PASSAGE PROVIDED
Yes, but the ordering is what determines which bricks form a replica set
(contain copies of the same file). Ideally, you want to create your volume so
that you have each brick of a replica set on a different node so if one node
goes down the other 2 bricks on the other 2 nodes can still serve the data.


In the volume create command, with a replica value of 'n', each group of n
bricks forms a replica set. The first set of n bricks forms one set, then the
next n and so on. So in your case, the first 3 bricks passed to the create
command form a replica set, then the next 3 and so on. As the first 3 bricks
are all on the same node, if ubuntu1 goes down, all the files on that set will
be inaccessible. You can confirm this by checking the bricks on ubuntu1 - you
should see the same files on all 3 bricks.

LISTED ENTRIES

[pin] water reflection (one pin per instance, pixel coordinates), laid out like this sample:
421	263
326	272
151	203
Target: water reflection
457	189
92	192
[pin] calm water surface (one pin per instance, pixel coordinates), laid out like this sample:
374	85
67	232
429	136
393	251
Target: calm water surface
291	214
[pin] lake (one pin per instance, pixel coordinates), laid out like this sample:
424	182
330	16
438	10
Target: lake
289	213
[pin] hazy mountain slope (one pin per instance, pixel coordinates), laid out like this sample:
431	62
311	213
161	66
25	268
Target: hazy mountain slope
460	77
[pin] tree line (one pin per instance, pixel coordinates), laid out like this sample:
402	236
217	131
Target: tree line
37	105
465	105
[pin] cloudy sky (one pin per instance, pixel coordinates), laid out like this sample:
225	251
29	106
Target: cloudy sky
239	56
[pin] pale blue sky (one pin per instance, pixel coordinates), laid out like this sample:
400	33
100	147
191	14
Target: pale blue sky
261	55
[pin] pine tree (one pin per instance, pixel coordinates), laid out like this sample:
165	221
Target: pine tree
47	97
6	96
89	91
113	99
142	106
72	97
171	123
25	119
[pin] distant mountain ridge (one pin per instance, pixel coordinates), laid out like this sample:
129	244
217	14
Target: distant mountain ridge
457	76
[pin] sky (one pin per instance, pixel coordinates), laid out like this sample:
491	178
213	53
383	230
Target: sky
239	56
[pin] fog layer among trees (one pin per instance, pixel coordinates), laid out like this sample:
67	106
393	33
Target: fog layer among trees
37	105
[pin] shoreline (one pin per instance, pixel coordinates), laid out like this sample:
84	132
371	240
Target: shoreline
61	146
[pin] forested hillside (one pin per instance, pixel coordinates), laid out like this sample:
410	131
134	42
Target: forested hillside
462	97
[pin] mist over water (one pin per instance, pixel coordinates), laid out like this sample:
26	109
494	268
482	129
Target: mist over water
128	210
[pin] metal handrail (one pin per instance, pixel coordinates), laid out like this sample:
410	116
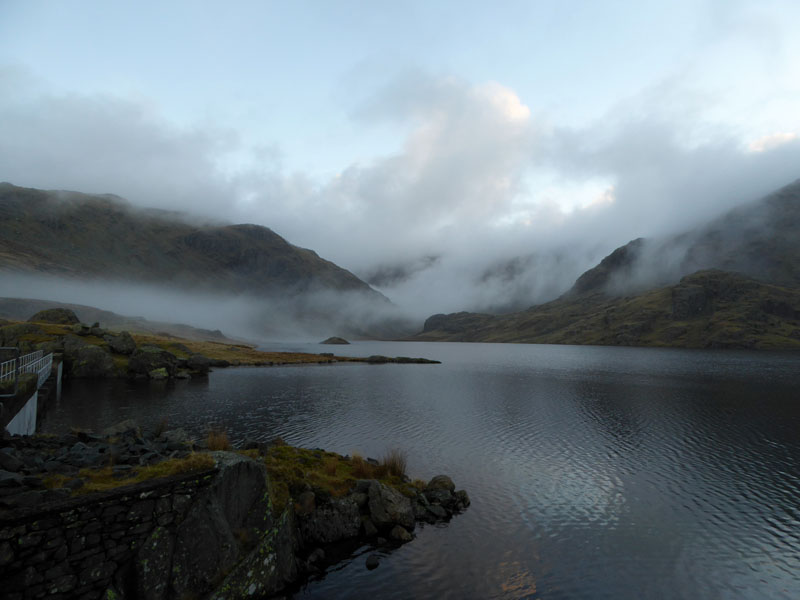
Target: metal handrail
35	362
41	367
10	371
29	358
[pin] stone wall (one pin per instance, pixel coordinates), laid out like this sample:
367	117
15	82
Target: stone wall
186	536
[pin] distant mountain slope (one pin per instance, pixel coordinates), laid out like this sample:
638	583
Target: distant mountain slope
734	282
21	309
760	240
73	234
709	309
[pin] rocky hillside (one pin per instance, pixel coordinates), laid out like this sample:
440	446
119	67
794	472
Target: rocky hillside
734	283
759	240
101	236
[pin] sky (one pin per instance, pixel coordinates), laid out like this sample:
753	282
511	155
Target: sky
491	150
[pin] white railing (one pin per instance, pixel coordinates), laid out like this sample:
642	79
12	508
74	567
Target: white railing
35	362
41	366
27	359
8	370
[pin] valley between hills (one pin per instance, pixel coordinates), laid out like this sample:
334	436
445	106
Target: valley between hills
731	283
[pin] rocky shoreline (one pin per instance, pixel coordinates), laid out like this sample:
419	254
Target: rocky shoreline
322	502
94	352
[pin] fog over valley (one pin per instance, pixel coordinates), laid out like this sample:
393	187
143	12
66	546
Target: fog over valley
443	189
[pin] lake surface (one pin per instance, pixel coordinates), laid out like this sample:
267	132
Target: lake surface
594	472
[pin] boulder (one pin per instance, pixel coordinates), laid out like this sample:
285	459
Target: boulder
60	316
400	534
337	520
9	462
146	359
71	345
388	507
128	425
198	364
158	374
10	334
441	482
91	362
121	343
81	329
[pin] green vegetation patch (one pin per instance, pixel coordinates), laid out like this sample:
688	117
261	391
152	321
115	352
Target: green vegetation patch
104	479
293	470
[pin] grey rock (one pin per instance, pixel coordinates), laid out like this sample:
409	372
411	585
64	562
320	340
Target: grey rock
26	499
9	479
9	462
126	426
199	364
338	520
153	564
441	482
60	316
91	362
150	358
443	497
400	534
369	527
388	507
121	343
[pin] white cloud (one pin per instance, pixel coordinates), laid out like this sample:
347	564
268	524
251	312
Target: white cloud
772	141
478	179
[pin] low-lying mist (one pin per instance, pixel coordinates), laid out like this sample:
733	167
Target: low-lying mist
306	317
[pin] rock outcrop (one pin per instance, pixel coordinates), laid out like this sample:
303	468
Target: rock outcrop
60	316
335	341
215	532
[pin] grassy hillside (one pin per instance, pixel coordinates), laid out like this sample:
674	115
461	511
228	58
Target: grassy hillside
101	236
709	309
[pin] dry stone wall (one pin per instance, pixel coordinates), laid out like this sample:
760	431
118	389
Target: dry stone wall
186	536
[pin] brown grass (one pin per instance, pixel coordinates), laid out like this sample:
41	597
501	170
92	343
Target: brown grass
396	462
361	468
98	480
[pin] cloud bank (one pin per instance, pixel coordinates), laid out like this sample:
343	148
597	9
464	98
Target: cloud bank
485	204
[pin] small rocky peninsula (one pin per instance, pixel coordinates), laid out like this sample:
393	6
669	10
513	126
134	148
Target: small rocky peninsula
162	514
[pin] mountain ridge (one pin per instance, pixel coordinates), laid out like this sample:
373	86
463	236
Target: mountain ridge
102	236
733	282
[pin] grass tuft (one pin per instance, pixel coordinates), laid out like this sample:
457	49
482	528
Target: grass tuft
396	462
103	479
218	440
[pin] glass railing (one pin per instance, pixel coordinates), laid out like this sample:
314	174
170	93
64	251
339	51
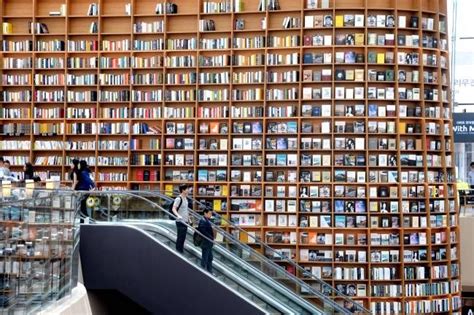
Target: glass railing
323	295
38	248
127	207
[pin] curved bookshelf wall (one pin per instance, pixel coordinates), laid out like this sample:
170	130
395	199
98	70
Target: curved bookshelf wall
323	127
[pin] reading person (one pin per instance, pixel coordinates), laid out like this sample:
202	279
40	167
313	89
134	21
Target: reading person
470	175
180	210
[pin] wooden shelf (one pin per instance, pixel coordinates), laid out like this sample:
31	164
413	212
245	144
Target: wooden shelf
247	169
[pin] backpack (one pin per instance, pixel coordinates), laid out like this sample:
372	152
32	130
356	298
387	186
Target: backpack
170	208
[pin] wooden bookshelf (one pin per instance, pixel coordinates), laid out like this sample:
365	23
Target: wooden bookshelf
306	117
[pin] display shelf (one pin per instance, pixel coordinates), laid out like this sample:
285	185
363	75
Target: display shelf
287	113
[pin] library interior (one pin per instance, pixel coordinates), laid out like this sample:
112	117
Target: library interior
245	156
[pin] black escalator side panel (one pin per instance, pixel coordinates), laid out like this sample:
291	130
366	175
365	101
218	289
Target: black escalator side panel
131	262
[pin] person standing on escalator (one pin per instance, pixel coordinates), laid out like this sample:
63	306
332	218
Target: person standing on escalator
205	227
180	210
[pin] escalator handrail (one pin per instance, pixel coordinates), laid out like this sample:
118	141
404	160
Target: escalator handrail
238	243
338	294
301	283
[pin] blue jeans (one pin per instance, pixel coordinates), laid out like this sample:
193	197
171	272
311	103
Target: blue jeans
206	260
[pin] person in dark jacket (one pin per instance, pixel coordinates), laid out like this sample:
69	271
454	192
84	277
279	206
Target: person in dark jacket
205	227
29	172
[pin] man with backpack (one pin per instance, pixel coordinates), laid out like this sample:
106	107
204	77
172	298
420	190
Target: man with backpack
205	227
180	210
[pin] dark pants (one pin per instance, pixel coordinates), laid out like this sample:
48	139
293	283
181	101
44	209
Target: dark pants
181	231
206	259
83	209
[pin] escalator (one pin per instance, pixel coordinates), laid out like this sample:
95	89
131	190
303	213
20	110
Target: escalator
239	268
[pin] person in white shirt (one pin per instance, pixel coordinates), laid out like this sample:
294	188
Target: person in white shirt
470	175
6	169
2	167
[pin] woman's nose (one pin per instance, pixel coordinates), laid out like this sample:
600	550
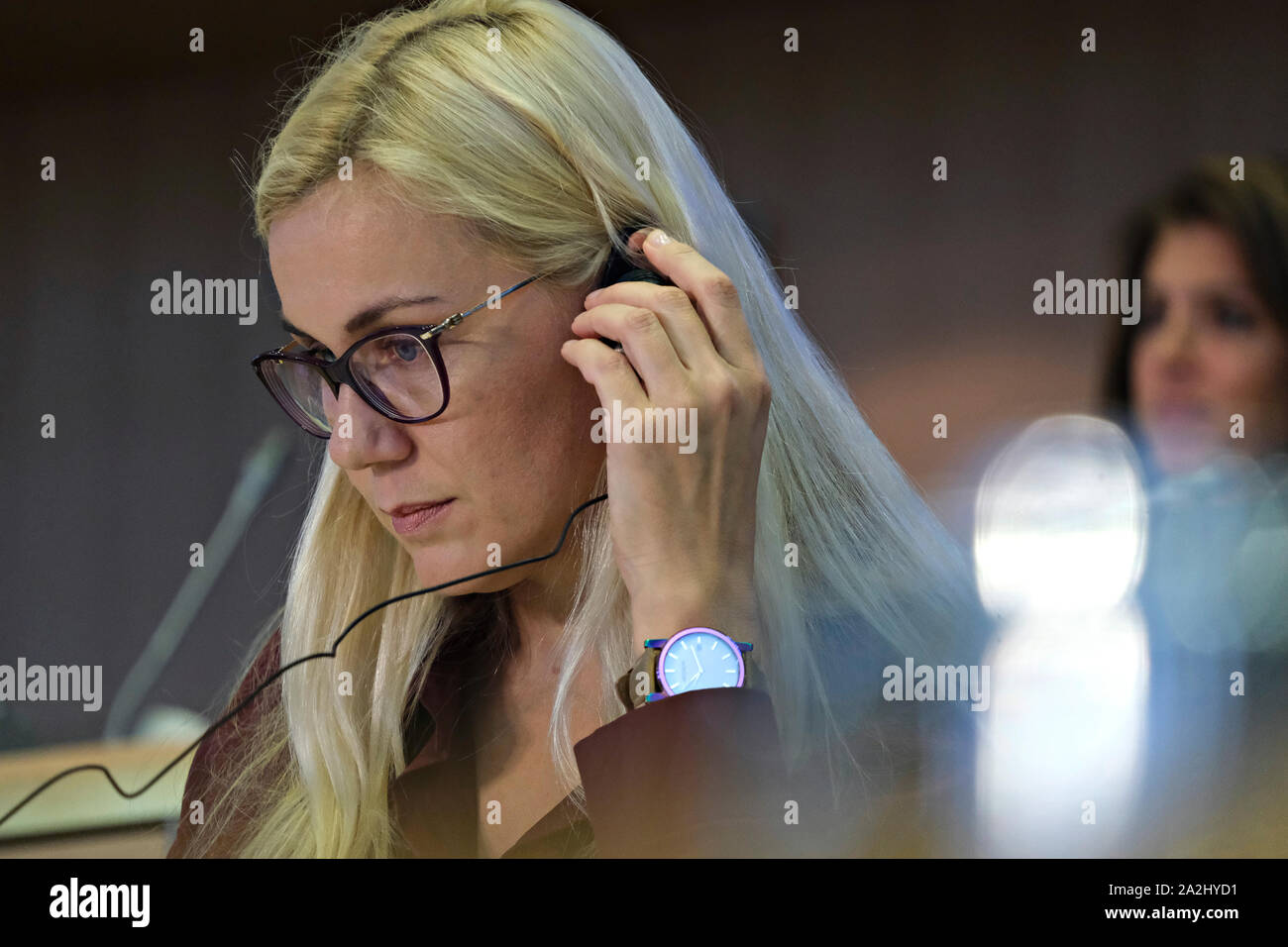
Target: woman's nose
360	434
1176	335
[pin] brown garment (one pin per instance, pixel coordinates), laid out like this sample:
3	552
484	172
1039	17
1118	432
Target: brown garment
695	775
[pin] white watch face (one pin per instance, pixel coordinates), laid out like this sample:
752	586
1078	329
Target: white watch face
699	659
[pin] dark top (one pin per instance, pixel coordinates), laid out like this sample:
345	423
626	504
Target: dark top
696	775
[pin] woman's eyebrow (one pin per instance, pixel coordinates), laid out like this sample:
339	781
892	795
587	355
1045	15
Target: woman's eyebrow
368	316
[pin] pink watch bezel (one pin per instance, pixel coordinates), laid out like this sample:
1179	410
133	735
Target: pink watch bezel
684	633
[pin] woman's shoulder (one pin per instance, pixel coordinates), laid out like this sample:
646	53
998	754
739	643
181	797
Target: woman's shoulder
214	764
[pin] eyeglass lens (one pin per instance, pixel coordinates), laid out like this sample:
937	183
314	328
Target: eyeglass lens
395	373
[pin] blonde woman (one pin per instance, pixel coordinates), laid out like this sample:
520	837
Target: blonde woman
482	158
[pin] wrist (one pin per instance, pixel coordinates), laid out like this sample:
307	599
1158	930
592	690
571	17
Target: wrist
737	616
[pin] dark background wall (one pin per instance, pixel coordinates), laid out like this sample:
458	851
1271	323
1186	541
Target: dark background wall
919	290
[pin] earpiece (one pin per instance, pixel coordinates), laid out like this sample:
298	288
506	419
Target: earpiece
622	268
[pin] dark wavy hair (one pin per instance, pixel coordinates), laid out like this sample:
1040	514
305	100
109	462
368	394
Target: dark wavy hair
1253	210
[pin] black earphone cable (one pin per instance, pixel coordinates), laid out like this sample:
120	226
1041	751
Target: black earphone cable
282	671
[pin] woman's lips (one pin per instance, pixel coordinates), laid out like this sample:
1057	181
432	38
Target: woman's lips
408	519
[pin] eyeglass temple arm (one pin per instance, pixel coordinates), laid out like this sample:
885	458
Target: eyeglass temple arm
456	318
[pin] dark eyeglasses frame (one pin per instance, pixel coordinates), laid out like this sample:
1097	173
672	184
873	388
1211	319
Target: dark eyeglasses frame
336	371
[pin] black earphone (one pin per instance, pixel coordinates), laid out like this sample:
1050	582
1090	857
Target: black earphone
622	268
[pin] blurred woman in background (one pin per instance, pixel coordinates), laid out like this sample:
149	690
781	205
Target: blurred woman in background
1202	385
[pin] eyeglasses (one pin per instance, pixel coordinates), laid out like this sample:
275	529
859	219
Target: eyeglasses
398	371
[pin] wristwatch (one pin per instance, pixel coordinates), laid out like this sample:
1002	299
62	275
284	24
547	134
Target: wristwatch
694	659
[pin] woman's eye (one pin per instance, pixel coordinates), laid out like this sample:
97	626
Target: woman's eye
1229	316
403	348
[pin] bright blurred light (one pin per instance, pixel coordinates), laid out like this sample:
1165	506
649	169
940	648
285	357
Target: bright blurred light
1060	519
1059	549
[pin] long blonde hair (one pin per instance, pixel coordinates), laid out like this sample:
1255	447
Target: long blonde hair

REQUESTS
**1)** According to the passage on replica sets, why would all the files on the first replica set become inaccessible if ubuntu1 went down?
**2)** In the passage on replica sets, what should you see when you check the bricks on ubuntu1?
**3)** From the passage on replica sets, extract the part starting at "Yes, but the" and ending at "serve the data.".

EXERCISE ANSWERS
**1)** The first 3 bricks passed to the create command form one replica set, and all three of those bricks are on ubuntu1. If that node goes down, no other node holds a copy of those files.

**2)** You should see the same files on all 3 bricks.

**3)**
Yes, but the ordering is what determines which bricks form a replica set
(contain copies of the same file). Ideally, you want to create your volume so
that you have each brick of a replica set on a different node so if one node
goes down the other 2 bricks on the other 2 nodes can still serve the data.